→ **The exercise**:
Locate every line in the records that contains the word "gray" and copy each of those lines.

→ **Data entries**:

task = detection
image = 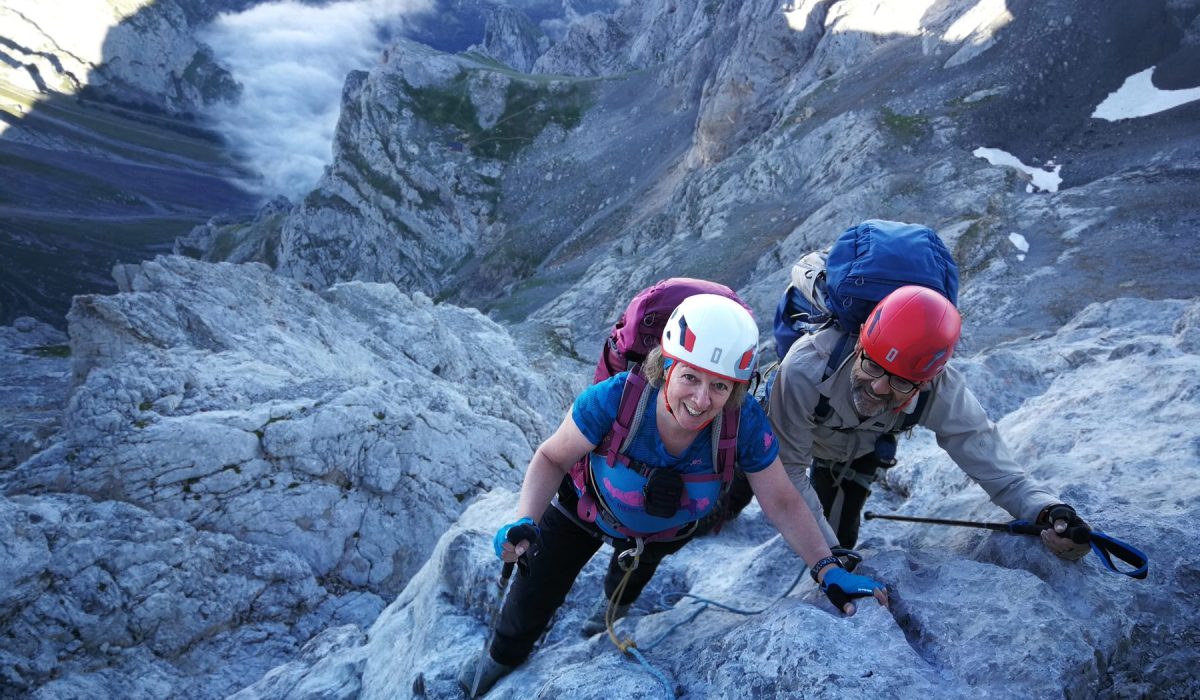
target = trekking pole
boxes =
[470,562,512,698]
[863,510,1150,579]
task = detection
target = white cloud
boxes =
[202,0,432,197]
[1092,67,1200,121]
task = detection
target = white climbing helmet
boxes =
[662,294,758,382]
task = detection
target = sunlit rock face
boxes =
[5,258,576,596]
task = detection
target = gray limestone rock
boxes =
[0,257,578,602]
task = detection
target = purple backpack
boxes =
[592,277,750,384]
[570,277,750,542]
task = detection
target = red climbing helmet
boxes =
[859,286,962,382]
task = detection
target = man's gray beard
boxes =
[850,377,900,418]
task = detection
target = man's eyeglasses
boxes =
[858,352,917,394]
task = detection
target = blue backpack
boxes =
[774,219,959,360]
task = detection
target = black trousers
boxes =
[809,465,871,549]
[491,503,691,666]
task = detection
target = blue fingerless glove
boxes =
[821,567,883,611]
[492,517,541,557]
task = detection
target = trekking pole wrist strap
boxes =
[809,555,844,585]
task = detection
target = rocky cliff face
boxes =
[229,299,1200,700]
[0,0,254,114]
[0,0,1200,699]
[196,0,1198,350]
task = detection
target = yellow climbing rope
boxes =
[604,538,646,654]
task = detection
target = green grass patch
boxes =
[404,68,592,160]
[880,107,929,142]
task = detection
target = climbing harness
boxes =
[863,510,1150,579]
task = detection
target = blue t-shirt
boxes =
[571,372,779,474]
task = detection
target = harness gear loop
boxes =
[617,537,646,576]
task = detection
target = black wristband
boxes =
[809,555,845,584]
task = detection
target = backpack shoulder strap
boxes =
[892,389,934,432]
[594,365,650,466]
[812,333,858,425]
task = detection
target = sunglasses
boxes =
[858,352,917,394]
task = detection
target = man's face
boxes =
[850,349,918,418]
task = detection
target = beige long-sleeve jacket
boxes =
[767,330,1061,542]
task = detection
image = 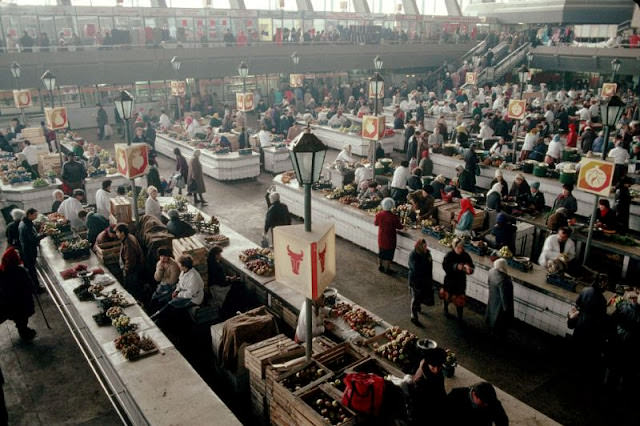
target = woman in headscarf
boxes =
[0,246,36,341]
[440,238,475,320]
[409,238,434,327]
[187,149,207,206]
[485,258,513,334]
[454,198,476,237]
[374,197,402,275]
[487,182,502,211]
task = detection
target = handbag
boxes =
[342,373,384,415]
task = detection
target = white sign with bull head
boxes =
[273,224,336,300]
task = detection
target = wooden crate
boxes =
[291,386,357,426]
[93,241,122,265]
[244,334,304,380]
[314,342,367,374]
[110,196,133,223]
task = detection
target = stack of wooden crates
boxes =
[172,237,209,288]
[244,334,304,422]
[109,197,133,224]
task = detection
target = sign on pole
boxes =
[576,158,615,197]
[273,224,336,300]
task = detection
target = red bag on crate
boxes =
[342,373,384,415]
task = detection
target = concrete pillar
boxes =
[353,0,371,13]
[296,0,313,12]
[402,0,420,15]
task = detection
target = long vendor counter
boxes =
[273,172,577,336]
[169,201,557,425]
[0,178,62,213]
[38,238,240,425]
[302,124,398,157]
[156,134,260,181]
[430,154,640,231]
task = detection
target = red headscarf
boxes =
[0,246,22,272]
[458,198,476,222]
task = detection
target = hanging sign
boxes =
[576,158,615,197]
[600,83,618,97]
[507,99,527,120]
[362,115,385,141]
[273,224,336,300]
[13,89,32,108]
[236,92,253,112]
[114,143,149,179]
[44,107,69,130]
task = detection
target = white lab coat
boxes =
[538,234,576,267]
[96,188,111,218]
[176,268,204,305]
[58,197,84,228]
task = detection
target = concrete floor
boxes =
[0,131,638,425]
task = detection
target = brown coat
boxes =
[153,259,180,284]
[120,234,144,275]
[187,157,206,194]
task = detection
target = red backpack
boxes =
[342,373,384,415]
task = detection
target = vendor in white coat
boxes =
[295,295,333,343]
[96,179,113,219]
[58,189,84,228]
[538,227,576,267]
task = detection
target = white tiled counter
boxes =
[263,146,292,173]
[0,178,62,213]
[156,134,260,181]
[273,172,577,336]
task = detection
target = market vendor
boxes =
[294,294,333,343]
[58,189,84,228]
[596,198,617,231]
[78,209,109,246]
[527,182,545,213]
[508,173,531,207]
[553,183,578,218]
[407,187,436,222]
[538,227,576,267]
[336,144,356,164]
[358,180,383,202]
[167,209,196,238]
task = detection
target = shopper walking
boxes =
[409,238,434,326]
[187,149,207,206]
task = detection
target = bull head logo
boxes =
[287,244,304,275]
[318,244,327,273]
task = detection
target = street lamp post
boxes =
[170,56,182,121]
[238,61,250,147]
[611,58,622,83]
[115,90,140,223]
[513,64,529,163]
[11,61,27,126]
[582,95,626,265]
[289,127,328,361]
[369,56,384,176]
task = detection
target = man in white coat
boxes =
[538,227,576,267]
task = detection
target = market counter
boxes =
[39,238,240,425]
[430,153,640,231]
[0,178,62,213]
[273,176,577,336]
[156,134,260,181]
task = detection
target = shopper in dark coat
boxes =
[443,382,509,426]
[264,192,291,244]
[408,348,447,426]
[0,246,36,341]
[440,238,475,320]
[409,238,434,326]
[485,258,513,333]
[6,209,24,250]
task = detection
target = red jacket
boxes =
[374,211,402,250]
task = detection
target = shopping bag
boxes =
[342,373,384,415]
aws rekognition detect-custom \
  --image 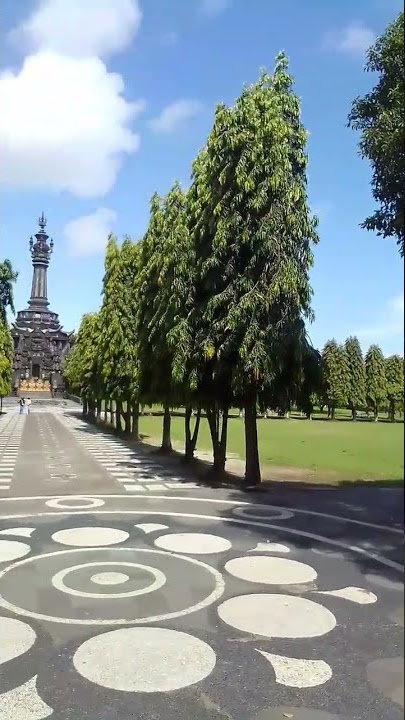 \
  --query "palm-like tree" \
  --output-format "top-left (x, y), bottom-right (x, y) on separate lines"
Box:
top-left (0, 260), bottom-right (18, 321)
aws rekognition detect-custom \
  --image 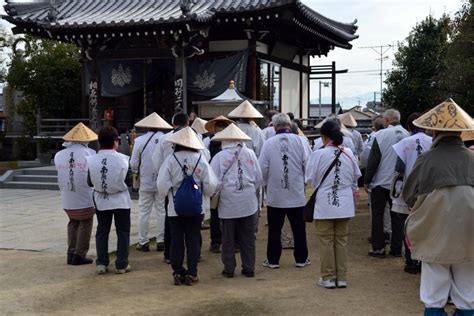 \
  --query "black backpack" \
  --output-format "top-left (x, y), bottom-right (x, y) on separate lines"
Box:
top-left (171, 154), bottom-right (202, 217)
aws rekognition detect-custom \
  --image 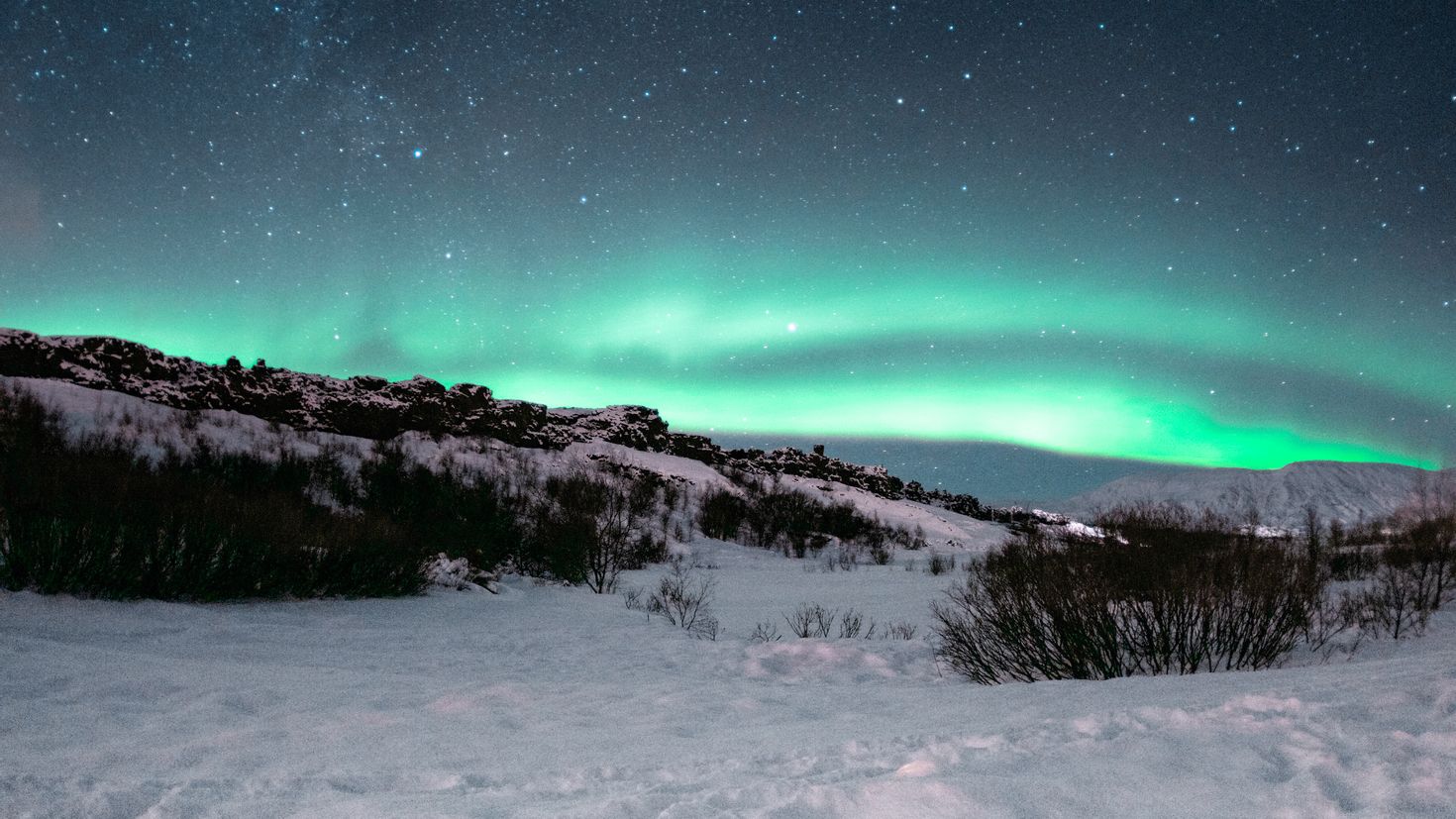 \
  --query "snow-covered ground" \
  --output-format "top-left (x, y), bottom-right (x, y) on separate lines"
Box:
top-left (0, 379), bottom-right (1456, 819)
top-left (0, 543), bottom-right (1456, 818)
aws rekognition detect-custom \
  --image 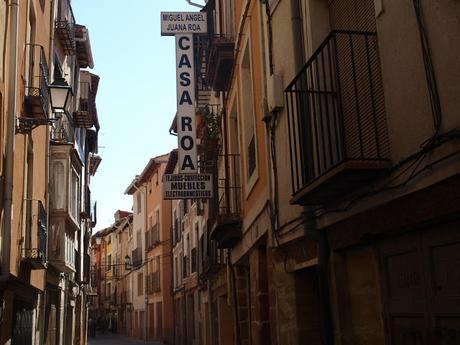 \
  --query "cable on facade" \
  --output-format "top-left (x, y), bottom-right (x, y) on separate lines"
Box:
top-left (265, 1), bottom-right (273, 75)
top-left (327, 129), bottom-right (460, 212)
top-left (413, 0), bottom-right (442, 133)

→ **Reply to the exercise**:
target = gray limestone rock
target = man's gray beard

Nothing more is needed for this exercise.